Segment Start: Given passage

Hello Australia!! - The main suspect in the Paris Attacks is captured after four months on the run - A bad judicial decision undoes all of the work Mexico City did to rid itself of smog - A lion runs loose in the big city, one man is injured - And more in your CareerSpot Global News Briefs:

Brussels police captured Salah Abdeslam, the one terrorist who survived last November's attacks in Paris that killed 130 people.  France's BFM-TV recorded video the moment police popped a hood over his head and bundled him in the back of a car.  Abdeslam was believed to have been hiding out in the troubled Molenbeek neighborhood since the day after the attack; his fingerprints were found in a Brussels flat raided earlier this week.  Police also recovered weapons and ammunition, fake IDs and Syrian passports, but no explosives - however, they had broken up what was believed to be a terrorist bomb factory in January.

France's President French President Francois Hollande said he expected Salah Abdeslam to be extradited to France "as rapidly as possible".  But he also there were many more people involved in the Paris Attack plot, and operations to clean up every detail will continue:  "So until we have arrested all those who took part or contributed, financed that terrorist network that committed the abominable attacks, the war acts of the 13 November, our fight will not be over until then."

Saudi Arabia is causing twice as many civilian casualties in the Yemen civil war than all other factions.  The United Nations human rights chief Zeid Raad Al Hussein condemned "the repeated failure" of the coalition to prevent deadly incidents.  Mr. Hussein says almost all of the more than 6,000 deaths are attributable to airstrikes by the Saudi-led coalition:  "They have hit markets, hospitals, clinics, schools, factories, wedding parties - and hundreds of private residences in villages, towns and cities including the capital, Sanaa."

Mexico City is bracing for more smog, after declaring its first smog emergency in more than a decade for four eye-watering days earlier this week.  The capital has come a long way since the bad old days of the 1980s and '90s, moving factories away from the city and banning cars in various ways.  But a conservative judge last year overturned a rule that kept 1.4 million of the oldest, most-polluting cars off the roads for one week a month. They're back on the roads, and Mexico City's sky is as dirty as ever.

A Beijing newspaper columnist has disappeared after taking a flight to Hong Kong.  It's feared that Jia Jia may be in police custody as part of President Xi Jinping's crackdown on anything that might betray the slightest glimmer of dissent.  Mr. Jia might be suspected of authorship of a scathing open letter calling for President Xi to step down, accusing him of growing a cult of personality and warning of a threat to Xi's personal safety.

Guinea is reporting two new cases of Ebola, three months after it was declared Ebola-free and ended its part in the West African Ebola Epidemic.  The new patients are members of the same famly, and three more family members are believed to have died of the practically unstoppable killer virus.  ALl of the new cases were reported in the southern region of Nzerekore, where the outbreak began in December 2013.  Since then, Ebola killed more than 11,300 people - mostly in Guinea and its neighbors Sierra Leone and Liberia.

A male lion escaped from Nairobi Wildlife Park into a populated neighborhood of the Kenyan capital and attacked a 63-year old man.  Officials say the beast was probably made nervous by people honking their car horns it at, and trying to take selfies.  The man is in hospital being treated for his injuries.  The wildlife park is fenced on its border with the city, but open on the other side to allow annual migrations.

Segment End: Given passage

Assignment A: In the news briefs, how many cars did the rule overturned by a judge keep off Mexico City's roads for one week a month?
Assignment B: Retype the stretch of the news briefs from "A male lion" through "allow annual migrations.".

Segment Start: Provided data

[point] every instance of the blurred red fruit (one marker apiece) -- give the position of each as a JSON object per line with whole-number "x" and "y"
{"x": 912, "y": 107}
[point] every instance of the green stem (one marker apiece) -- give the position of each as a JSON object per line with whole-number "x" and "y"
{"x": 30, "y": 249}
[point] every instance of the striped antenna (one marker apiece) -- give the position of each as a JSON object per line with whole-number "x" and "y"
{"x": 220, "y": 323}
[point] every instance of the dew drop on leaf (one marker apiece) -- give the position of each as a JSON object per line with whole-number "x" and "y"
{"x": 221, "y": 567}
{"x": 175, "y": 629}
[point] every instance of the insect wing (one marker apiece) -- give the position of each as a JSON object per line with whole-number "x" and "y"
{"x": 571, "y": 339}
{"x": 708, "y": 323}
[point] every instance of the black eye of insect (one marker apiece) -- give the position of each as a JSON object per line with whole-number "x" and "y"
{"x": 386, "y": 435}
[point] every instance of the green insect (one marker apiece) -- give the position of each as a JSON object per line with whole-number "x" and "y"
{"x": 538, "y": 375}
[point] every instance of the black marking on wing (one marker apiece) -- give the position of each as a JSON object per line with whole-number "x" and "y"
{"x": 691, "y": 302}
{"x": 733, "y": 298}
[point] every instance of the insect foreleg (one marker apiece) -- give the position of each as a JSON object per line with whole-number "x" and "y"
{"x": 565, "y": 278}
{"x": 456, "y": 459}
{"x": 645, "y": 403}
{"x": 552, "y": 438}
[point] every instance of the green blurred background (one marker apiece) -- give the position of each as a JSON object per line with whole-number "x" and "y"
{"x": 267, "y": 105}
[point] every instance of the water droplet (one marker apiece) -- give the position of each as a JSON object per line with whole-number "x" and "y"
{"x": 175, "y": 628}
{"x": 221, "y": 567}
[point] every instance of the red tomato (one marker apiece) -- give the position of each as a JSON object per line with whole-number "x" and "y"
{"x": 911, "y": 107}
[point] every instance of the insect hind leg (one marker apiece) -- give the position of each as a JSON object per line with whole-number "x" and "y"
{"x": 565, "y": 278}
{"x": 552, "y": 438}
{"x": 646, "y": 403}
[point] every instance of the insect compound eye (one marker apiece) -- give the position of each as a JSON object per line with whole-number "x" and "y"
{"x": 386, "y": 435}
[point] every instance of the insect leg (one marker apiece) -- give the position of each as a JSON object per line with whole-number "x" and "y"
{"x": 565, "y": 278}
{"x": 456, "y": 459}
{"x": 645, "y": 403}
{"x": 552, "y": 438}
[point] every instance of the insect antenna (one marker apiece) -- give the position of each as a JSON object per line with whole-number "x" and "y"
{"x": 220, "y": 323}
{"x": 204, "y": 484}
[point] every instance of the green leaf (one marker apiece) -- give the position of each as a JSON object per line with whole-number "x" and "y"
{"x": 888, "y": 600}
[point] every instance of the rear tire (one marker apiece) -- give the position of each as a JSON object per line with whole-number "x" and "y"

Segment End: Provided data
Segment Start: Provided data

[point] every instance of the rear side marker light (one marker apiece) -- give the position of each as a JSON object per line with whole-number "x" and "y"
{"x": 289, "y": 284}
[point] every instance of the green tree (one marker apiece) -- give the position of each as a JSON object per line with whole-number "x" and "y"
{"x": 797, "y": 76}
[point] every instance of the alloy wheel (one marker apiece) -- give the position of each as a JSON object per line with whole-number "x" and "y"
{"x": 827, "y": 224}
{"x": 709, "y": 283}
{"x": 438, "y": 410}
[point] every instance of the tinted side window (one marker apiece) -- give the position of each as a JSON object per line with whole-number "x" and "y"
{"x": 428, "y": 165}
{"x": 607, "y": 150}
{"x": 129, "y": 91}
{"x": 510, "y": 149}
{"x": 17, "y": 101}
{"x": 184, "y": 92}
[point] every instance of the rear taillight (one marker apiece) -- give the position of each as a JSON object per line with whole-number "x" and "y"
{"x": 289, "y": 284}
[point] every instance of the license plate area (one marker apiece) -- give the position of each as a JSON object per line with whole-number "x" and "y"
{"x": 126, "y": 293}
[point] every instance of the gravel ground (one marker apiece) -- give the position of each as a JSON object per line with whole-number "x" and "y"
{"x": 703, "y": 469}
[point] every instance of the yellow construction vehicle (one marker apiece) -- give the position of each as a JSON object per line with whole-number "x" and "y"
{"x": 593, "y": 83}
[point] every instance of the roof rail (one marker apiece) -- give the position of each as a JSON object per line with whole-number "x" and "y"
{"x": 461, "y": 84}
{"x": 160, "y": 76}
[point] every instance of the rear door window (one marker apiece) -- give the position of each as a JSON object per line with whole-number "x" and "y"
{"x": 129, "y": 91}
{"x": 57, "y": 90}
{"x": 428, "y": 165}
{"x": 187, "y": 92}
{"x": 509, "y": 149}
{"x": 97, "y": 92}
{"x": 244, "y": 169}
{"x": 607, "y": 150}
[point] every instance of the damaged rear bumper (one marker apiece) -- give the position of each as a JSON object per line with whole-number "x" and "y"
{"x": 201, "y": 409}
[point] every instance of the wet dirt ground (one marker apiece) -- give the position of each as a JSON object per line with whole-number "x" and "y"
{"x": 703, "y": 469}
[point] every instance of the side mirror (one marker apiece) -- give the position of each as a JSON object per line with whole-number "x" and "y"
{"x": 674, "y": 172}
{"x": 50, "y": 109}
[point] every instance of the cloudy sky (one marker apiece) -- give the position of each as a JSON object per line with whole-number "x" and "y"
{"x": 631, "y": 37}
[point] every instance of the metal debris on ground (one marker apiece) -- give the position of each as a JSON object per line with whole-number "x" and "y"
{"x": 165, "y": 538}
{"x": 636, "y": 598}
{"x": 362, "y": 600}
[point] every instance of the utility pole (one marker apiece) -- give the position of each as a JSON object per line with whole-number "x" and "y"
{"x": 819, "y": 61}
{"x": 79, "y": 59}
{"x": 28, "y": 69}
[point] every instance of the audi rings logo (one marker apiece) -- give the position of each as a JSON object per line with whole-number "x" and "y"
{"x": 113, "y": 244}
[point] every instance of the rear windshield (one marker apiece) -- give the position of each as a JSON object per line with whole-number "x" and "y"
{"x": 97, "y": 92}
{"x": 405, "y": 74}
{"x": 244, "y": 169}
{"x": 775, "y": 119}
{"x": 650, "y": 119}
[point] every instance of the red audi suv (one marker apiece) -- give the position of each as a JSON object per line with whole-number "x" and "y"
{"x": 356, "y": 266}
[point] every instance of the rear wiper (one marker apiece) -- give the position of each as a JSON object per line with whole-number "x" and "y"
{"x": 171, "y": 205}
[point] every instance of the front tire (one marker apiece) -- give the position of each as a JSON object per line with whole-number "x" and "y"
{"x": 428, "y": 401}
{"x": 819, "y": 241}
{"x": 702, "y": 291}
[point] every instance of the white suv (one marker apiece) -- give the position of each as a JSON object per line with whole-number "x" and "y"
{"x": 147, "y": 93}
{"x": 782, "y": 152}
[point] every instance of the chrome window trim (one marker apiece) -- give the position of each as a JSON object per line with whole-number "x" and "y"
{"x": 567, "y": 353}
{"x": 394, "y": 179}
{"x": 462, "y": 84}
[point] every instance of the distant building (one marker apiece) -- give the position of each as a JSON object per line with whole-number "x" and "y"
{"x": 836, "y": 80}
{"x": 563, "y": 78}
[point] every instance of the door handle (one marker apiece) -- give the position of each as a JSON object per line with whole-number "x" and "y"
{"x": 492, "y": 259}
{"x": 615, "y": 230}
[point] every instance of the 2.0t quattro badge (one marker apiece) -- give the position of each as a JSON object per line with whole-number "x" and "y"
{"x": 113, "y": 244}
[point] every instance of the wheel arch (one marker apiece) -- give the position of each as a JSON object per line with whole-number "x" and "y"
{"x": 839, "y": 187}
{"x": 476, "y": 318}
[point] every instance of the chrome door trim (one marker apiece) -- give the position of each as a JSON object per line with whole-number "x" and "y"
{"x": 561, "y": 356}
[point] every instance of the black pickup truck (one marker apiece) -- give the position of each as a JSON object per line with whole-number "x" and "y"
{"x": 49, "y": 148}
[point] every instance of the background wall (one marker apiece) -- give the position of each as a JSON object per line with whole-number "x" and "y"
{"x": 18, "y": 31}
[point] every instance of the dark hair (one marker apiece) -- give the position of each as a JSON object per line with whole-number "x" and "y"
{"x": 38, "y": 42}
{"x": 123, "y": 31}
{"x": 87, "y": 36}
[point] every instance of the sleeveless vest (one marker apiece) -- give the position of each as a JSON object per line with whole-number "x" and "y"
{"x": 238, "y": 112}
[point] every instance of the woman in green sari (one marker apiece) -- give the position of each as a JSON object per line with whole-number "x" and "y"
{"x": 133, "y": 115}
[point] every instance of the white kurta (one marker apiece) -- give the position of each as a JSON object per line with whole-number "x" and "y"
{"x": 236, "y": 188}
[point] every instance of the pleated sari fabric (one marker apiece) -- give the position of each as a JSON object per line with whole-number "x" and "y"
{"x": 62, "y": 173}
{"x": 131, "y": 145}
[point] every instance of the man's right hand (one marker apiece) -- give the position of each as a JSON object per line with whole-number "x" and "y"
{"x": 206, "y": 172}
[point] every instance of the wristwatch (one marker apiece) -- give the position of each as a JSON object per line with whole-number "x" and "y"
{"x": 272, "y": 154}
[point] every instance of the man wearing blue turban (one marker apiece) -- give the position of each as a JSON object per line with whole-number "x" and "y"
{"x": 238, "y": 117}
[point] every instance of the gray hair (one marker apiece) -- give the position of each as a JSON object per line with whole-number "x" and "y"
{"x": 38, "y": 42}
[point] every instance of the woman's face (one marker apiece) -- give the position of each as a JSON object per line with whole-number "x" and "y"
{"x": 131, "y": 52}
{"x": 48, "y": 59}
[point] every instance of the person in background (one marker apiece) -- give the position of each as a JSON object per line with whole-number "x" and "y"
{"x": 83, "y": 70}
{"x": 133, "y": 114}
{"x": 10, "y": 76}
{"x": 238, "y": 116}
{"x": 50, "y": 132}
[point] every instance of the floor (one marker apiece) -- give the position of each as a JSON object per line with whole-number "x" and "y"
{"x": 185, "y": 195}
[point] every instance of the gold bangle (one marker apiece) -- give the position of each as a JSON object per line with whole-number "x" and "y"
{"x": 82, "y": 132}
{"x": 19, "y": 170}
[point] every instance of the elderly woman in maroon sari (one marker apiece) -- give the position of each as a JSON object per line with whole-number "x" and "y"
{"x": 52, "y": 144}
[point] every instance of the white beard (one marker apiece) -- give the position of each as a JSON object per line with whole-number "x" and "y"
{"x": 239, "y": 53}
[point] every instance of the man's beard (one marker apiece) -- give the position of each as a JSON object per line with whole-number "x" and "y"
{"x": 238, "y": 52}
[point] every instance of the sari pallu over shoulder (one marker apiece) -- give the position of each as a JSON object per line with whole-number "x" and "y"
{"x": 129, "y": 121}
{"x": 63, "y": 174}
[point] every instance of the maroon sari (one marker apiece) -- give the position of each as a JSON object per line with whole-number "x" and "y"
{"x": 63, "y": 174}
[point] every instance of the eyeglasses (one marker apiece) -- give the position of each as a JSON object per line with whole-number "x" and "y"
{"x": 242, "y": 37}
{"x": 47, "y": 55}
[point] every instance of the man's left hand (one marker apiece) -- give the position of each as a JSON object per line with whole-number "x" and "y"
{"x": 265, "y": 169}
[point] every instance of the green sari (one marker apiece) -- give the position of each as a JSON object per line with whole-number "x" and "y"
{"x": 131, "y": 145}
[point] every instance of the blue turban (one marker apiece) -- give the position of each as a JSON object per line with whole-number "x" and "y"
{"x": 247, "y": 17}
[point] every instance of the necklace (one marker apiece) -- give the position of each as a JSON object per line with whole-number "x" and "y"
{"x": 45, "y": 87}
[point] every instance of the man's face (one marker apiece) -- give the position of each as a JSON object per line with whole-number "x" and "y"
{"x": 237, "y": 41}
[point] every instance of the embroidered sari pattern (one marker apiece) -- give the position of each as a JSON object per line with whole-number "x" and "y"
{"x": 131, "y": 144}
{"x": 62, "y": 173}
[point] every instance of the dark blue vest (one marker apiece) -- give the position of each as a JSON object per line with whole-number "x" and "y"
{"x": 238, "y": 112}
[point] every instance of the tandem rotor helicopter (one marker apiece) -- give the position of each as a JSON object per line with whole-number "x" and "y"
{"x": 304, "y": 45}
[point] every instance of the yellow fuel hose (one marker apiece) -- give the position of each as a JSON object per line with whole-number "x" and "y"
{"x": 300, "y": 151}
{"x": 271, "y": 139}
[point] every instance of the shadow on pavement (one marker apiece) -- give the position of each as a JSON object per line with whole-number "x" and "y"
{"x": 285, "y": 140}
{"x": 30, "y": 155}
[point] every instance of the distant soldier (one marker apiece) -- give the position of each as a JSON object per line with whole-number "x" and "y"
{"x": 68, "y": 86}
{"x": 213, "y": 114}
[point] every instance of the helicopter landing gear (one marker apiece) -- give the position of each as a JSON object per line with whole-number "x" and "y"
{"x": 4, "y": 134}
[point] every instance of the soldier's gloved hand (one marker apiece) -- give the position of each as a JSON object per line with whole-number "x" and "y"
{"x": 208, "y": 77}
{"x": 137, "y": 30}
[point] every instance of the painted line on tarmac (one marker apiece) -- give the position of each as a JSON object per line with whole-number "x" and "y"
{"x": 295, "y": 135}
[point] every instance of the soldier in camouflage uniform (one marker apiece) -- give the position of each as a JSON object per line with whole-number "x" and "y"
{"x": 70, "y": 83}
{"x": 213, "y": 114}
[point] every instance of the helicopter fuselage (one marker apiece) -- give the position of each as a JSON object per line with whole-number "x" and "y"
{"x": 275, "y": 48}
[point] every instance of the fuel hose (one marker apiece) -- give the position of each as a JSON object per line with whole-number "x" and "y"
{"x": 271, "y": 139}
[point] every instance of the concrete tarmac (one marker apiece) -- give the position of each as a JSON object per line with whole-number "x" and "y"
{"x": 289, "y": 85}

Segment End: Provided data

Problem solution A: 1.4 million of the oldest, most-polluting cars.

Problem solution B:
A male lion escaped from Nairobi Wildlife Park into a populated neighborhood of the Kenyan capital and attacked a 63-year old man.  Officials say the beast was probably made nervous by people honking their car horns it at, and trying to take selfies.  The man is in hospital being treated for his injuries.  The wildlife park is fenced on its border with the city, but open on the other side to allow annual migrations.